» **PROMPT**: Update the essay on calling things natural: write out everything from "We are born" down to "yet be again.", changing "butterfly" to "hummingbird".

» **PAGE EXCERPT**:
■ ■ ■

Confused Expressions #12: It’s Natural
Some people seem satisfied to justify any action by the claim that “it’s natural.” Whether it’s giving in to every sexual urge or ingesting various products and plants, somehow the claim that “it’s natural” (which, I guess, means “it occurs in the natural world”) seems to be enough reason to carry on without concern. But just because something is natural doesn’t make it safe, or healthy, or wise. There’s nothing more natural (in the sense of “it occurs in nature”) than having your head bitten off by a lion in the jungle, yet few would claim that jungles are perfectly safe, or that being lion-food is in the natural order of things and shouldn’t be resisted.
In fact, isn’t our experience of nature the exact opposite? We build shelters to protect us from the (natural) elements and bundle up in colder climates and heat our homes so we don’t freeze to death; we toil to grow and clean and prepare our food; we develop weapons and medicines to defend ourselves against naturally-occurring aggressors like wolves and microbes. In fact, perfectly natural events can take such a high toll in human lives that the whole world seems to stop and pay attention, whether it’s a tsunami devastating Southeast Asia in 2004, or a flood overwhelming New Orleans in 2005, or an earthquake and its aftershocks pummeling Haiti earlier this year, or monsoon rains flooding many parts of Pakistan this summer. Entire cities and even countries have been devastated by natural disasters. If nature is Mother Nature, she is a sometimes-neglectful and an often-hostile mother.
We are born into a world where mere survival comes only at great cost and effort, where nature itself seems out to kill us. It sounds almost, well, unnatural. And it’s enough to make anyone despondent—except for one thing, something that stands in stark contrast to the violence and destruction found in so much of nature. That something is found in the graceful fleeing of a butterfly, the warmth and light of the rising sun, the freshness of cold mountain air. It’s a sublime sort of beauty, faint but present, perhaps a remnant or hint of the kind of world this once was and may yet be again.

■ ■ ■

» **DATA**:
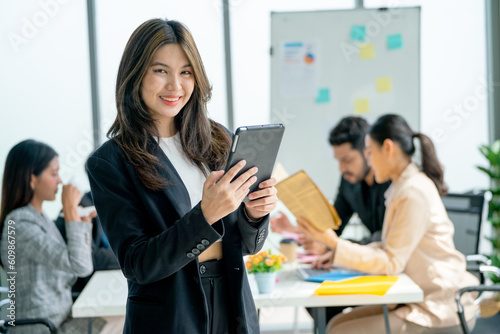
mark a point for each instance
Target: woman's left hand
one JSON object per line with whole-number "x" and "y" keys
{"x": 262, "y": 201}
{"x": 328, "y": 237}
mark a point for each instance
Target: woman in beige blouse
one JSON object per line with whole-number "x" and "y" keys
{"x": 417, "y": 239}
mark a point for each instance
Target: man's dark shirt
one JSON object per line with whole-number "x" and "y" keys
{"x": 368, "y": 202}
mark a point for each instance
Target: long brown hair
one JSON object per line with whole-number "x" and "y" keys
{"x": 395, "y": 128}
{"x": 26, "y": 158}
{"x": 203, "y": 140}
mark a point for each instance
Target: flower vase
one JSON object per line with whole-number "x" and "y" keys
{"x": 265, "y": 281}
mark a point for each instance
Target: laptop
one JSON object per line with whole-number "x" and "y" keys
{"x": 329, "y": 274}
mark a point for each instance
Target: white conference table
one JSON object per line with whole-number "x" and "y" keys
{"x": 290, "y": 290}
{"x": 106, "y": 295}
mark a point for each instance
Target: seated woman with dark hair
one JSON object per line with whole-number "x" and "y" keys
{"x": 417, "y": 238}
{"x": 45, "y": 264}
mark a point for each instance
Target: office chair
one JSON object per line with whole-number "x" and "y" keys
{"x": 479, "y": 288}
{"x": 467, "y": 212}
{"x": 4, "y": 324}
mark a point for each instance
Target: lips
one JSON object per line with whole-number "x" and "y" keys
{"x": 170, "y": 98}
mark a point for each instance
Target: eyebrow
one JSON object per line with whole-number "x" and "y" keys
{"x": 157, "y": 63}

■ ■ ■

» **EXERCISE RESULT**:
We are born into a world where mere survival comes only at great cost and effort, where nature itself seems out to kill us. It sounds almost, well, unnatural. And it’s enough to make anyone despondent—except for one thing, something that stands in stark contrast to the violence and destruction found in so much of nature. That something is found in the graceful fleeing of a hummingbird, the warmth and light of the rising sun, the freshness of cold mountain air. It’s a sublime sort of beauty, faint but present, perhaps a remnant or hint of the kind of world this once was and may yet be again.